I bottled a Helles Munich 2 weeks ago.
Fermentation was at 52 degrees
Lagered at 32 degrees for 6 weeks

This being my first lager, I was unsure what to use for temperature for priming sugar. The beer temperature was about 35 degrees after it warmed up a little waiting for me to sanitize. I used that. It said to use about 2.3 oz of table sugar.

I popped one open a week ago just to see how it tasted... almost no carbonation

I popped one open today thinking most of my ales are good to go at 2 weeks roughly. More hiss, more carbonation, but very low. No head on the beer.

Should I have used the 52 degrees? That would put me at an extra oz of sugar... that would make a huge difference.


Any way to save this batch?
 
Did you do a d-rest? I typically run mine up from 48-50*F to 60-61*F for a few days prior to cold crashing then bottling/kegging.

#### MATERIAL
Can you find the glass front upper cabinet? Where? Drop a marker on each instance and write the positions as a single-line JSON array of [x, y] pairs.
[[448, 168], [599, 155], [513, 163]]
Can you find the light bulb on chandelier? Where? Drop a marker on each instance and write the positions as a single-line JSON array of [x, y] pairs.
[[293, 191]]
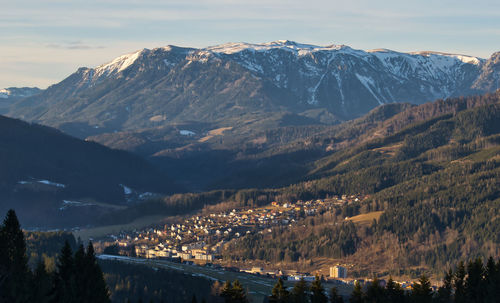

#### REQUEST A
From the lager bottling post, pull out the words starting with "I bottled a" and going on through "of table sugar.".
#### REQUEST B
In the lager bottling post, how much table sugar did the priming calculation call for?

#### WRITTEN REPLY A
I bottled a Helles Munich 2 weeks ago.
Fermentation was at 52 degrees
Lagered at 32 degrees for 6 weeks

This being my first lager, I was unsure what to use for temperature for priming sugar. The beer temperature was about 35 degrees after it warmed up a little waiting for me to sanitize. I used that. It said to use about 2.3 oz of table sugar.

#### WRITTEN REPLY B
About 2.3 oz of table sugar.